### LISTED RECORDS
▶

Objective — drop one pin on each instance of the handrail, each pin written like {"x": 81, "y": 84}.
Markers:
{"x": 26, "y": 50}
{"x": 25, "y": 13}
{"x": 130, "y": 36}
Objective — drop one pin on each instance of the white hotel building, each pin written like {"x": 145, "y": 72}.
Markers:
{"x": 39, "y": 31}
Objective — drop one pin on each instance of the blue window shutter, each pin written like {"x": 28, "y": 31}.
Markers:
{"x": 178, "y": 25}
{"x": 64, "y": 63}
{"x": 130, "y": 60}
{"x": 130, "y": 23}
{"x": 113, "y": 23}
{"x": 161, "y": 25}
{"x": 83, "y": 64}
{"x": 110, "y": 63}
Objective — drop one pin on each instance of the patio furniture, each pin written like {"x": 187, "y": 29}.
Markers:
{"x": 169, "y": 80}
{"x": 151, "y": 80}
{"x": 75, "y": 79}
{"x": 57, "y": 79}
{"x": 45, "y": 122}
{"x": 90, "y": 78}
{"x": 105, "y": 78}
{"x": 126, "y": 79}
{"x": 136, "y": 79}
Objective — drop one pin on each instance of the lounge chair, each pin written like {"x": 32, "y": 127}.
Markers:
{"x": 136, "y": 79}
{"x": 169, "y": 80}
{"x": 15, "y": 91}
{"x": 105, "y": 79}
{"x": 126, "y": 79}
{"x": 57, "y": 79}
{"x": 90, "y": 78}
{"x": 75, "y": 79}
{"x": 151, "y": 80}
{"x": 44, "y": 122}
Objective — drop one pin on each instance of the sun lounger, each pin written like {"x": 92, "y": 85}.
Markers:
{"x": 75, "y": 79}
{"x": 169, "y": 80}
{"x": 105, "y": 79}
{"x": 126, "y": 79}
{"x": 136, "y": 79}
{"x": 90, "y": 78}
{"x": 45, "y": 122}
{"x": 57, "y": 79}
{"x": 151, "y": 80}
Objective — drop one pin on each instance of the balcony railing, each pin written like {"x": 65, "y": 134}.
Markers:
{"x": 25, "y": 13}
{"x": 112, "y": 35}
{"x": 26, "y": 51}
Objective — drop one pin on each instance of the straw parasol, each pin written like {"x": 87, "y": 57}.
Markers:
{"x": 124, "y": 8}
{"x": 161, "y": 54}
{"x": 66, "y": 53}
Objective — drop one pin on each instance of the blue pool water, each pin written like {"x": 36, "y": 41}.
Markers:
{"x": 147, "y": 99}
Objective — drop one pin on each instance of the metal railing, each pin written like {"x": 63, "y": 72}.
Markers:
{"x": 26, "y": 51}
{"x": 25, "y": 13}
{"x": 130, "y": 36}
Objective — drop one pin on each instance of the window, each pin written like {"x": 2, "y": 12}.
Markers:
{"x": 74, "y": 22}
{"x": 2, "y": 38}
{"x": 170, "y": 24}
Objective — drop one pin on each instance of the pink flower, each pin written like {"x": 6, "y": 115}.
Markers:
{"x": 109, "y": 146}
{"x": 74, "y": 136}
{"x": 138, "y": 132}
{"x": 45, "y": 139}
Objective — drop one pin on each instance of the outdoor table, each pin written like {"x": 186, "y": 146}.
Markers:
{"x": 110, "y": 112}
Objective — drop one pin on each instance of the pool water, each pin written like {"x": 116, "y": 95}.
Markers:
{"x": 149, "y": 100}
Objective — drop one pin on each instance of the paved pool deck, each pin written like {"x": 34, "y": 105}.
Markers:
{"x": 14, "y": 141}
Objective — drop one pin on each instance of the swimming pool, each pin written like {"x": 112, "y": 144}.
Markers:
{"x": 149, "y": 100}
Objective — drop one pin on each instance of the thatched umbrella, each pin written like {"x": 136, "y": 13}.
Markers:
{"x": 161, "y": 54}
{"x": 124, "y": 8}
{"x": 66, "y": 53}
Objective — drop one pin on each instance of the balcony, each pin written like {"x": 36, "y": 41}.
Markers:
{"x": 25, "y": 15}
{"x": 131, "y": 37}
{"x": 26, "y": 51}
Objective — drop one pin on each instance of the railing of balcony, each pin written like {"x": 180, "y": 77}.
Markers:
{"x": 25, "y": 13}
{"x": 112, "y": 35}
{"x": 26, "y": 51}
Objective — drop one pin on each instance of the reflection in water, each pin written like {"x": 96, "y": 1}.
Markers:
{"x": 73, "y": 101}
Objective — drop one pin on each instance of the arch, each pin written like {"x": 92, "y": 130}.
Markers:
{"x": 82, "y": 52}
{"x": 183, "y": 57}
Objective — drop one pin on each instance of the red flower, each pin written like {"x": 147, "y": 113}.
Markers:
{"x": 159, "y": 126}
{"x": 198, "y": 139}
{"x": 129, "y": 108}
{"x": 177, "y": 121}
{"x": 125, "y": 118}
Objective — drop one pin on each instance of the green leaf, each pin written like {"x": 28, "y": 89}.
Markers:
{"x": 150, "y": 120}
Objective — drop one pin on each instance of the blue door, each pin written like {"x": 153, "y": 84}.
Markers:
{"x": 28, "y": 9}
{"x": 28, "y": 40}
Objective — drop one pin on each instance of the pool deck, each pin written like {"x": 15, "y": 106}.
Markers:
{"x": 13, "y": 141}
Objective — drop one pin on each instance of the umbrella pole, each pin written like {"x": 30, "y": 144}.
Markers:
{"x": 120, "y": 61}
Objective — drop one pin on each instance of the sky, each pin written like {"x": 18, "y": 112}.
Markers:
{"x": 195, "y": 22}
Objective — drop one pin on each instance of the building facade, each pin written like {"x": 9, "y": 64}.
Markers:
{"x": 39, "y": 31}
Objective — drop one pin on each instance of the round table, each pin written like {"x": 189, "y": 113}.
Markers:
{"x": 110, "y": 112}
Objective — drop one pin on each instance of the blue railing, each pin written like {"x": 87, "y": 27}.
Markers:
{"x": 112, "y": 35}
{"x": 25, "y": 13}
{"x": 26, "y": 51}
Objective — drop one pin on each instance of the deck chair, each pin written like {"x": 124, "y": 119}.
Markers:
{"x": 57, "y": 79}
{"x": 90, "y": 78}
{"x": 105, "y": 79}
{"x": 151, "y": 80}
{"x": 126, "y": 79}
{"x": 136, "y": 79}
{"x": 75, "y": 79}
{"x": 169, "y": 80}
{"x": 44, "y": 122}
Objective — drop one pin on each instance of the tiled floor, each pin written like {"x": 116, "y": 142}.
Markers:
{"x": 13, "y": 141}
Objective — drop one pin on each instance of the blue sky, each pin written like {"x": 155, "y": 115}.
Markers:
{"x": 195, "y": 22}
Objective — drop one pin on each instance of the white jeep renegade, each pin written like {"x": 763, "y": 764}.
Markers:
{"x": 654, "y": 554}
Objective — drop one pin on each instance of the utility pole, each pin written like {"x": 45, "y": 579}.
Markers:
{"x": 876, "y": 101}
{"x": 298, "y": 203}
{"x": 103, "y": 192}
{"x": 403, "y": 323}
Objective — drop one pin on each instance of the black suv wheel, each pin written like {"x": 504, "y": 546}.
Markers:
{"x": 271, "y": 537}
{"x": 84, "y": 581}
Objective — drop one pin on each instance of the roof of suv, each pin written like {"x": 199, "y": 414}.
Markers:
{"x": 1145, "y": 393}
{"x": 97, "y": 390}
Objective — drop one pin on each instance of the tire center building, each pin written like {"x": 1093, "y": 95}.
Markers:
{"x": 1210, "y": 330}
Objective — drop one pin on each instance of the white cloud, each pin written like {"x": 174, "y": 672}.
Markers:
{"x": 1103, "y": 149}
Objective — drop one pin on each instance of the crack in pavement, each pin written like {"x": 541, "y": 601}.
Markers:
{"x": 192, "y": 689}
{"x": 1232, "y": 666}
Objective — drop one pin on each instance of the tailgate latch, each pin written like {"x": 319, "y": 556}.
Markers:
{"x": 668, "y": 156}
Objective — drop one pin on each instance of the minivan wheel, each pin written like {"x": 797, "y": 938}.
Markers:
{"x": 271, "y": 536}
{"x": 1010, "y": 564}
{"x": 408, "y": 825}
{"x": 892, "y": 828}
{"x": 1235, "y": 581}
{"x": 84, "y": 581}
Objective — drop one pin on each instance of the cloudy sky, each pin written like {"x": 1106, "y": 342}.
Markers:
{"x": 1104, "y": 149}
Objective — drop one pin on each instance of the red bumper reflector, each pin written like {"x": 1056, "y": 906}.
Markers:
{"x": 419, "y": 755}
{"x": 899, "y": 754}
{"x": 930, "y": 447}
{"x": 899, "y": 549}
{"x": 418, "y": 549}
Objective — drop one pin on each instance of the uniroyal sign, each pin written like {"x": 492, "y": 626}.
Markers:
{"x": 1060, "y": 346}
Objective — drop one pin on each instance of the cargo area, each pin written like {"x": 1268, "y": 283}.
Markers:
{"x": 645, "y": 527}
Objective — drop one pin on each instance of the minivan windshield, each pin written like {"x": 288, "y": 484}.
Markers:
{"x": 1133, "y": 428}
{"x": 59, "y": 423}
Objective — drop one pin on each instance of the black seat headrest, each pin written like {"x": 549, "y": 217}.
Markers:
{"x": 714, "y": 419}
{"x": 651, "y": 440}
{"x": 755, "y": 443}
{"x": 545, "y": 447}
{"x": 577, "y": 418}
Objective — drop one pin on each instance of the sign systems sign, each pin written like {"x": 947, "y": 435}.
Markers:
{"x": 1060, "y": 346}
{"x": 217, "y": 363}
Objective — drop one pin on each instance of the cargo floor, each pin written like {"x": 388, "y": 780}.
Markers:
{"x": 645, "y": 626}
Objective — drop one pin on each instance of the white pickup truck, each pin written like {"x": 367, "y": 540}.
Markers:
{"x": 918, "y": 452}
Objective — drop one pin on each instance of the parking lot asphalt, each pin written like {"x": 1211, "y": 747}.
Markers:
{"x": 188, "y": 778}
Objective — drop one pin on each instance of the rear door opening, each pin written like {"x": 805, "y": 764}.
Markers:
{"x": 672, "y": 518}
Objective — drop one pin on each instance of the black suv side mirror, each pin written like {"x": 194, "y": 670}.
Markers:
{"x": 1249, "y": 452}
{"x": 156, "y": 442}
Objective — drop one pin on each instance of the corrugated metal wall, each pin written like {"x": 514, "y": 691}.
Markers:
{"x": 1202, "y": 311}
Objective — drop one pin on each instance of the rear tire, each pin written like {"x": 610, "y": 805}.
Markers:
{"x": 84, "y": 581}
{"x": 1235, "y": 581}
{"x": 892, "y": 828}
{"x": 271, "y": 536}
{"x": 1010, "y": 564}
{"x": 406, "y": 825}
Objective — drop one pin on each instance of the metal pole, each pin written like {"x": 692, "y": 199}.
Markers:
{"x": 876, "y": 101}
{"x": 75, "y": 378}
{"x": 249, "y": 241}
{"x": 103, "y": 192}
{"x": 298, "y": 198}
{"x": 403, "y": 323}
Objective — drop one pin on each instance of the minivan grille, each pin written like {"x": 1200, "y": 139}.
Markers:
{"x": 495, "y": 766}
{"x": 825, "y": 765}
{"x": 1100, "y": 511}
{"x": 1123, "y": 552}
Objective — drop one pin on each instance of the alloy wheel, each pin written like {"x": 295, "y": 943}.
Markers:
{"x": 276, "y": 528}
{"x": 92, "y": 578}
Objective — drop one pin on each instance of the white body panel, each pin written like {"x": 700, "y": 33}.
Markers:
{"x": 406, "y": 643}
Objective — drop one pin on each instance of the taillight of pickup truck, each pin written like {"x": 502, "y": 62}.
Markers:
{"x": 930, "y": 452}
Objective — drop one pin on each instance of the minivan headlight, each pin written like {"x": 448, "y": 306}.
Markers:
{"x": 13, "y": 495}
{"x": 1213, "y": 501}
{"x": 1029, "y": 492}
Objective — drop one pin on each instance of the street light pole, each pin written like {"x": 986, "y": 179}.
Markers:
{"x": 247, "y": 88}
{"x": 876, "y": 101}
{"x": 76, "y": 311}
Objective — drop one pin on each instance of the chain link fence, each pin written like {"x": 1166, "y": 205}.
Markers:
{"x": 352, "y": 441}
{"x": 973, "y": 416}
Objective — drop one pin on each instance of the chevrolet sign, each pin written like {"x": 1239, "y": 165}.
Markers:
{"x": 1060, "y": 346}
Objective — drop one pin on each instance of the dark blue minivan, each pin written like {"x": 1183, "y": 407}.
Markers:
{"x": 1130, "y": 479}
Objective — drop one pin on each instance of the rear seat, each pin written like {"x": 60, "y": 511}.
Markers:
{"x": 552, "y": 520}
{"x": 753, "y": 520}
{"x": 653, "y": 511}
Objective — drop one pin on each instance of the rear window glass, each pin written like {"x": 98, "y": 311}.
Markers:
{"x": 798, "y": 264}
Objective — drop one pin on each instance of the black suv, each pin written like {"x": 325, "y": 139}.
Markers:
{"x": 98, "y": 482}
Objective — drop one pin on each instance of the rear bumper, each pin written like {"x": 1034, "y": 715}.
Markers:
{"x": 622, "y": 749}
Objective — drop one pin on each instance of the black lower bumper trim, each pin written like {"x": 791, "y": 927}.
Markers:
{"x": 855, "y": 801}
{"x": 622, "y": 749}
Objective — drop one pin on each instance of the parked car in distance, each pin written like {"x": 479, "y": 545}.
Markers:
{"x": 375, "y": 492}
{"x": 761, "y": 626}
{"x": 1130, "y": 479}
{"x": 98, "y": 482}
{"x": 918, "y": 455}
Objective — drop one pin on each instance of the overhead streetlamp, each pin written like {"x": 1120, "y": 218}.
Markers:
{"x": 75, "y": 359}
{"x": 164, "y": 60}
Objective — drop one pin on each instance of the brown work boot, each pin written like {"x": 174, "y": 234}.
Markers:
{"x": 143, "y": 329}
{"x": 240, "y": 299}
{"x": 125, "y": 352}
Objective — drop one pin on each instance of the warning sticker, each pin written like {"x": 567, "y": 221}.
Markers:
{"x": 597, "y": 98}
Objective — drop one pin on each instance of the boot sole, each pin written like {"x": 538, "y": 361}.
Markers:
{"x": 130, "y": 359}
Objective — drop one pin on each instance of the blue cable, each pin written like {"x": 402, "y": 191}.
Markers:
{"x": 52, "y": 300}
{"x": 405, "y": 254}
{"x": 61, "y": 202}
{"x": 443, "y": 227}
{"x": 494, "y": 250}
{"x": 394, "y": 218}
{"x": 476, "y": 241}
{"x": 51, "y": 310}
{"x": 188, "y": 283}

◀

### TASK GOAL
Write out exactly the lines starting with the one that holds "Objective — drop one pin on each instance of the chevrolet" and running through the last line above.

### THE RESULT
Objective — drop one pin on each instance of the chevrolet sign, each pin written like {"x": 1239, "y": 165}.
Markers:
{"x": 1060, "y": 346}
Objective — drop one pin on each instance of the dark blue minivan, each pin written like {"x": 1183, "y": 407}.
Markers:
{"x": 1130, "y": 479}
Objective — drop one pin on each instance of the rear seat, each pin written like {"x": 60, "y": 511}.
Markers:
{"x": 552, "y": 520}
{"x": 753, "y": 520}
{"x": 653, "y": 511}
Objective — drop one pin on each instance of the rear window glass, each pin written like {"x": 98, "y": 311}.
Markers:
{"x": 798, "y": 264}
Objective — drop one pin on each instance of the black suv, each pin written like {"x": 325, "y": 139}.
Markers:
{"x": 98, "y": 482}
Objective — drop one pin on each instance of the rear bumper, each pin written like {"x": 1034, "y": 715}.
Markers:
{"x": 622, "y": 749}
Objective — drop one pin on each instance of the black lower bumper trim, each pin written like {"x": 791, "y": 927}.
Markers:
{"x": 855, "y": 801}
{"x": 622, "y": 749}
Objective — drop one pin on each instance of the parked car in distance, each pin written like {"x": 479, "y": 545}.
Markers:
{"x": 375, "y": 492}
{"x": 761, "y": 626}
{"x": 1130, "y": 479}
{"x": 98, "y": 482}
{"x": 918, "y": 455}
Objective — drop one pin on each instance of the overhead streetlamp, each pin written like {"x": 1120, "y": 218}.
Markers:
{"x": 75, "y": 359}
{"x": 164, "y": 60}
Objective — drop one pin on each instance of the brown work boot, each pin written like {"x": 174, "y": 234}.
Markers:
{"x": 143, "y": 329}
{"x": 240, "y": 299}
{"x": 125, "y": 352}
Objective — drop one pin on each instance of the warning sticker, each pin written like {"x": 567, "y": 221}.
Markers:
{"x": 597, "y": 98}
Objective — drop one pin on each instance of the boot sole, each pin written like {"x": 538, "y": 361}.
Markers:
{"x": 130, "y": 359}
Objective — drop one pin on each instance of the blue cable, each pin written like {"x": 402, "y": 191}.
Markers:
{"x": 52, "y": 300}
{"x": 405, "y": 254}
{"x": 61, "y": 202}
{"x": 443, "y": 227}
{"x": 494, "y": 250}
{"x": 394, "y": 218}
{"x": 476, "y": 241}
{"x": 51, "y": 310}
{"x": 188, "y": 283}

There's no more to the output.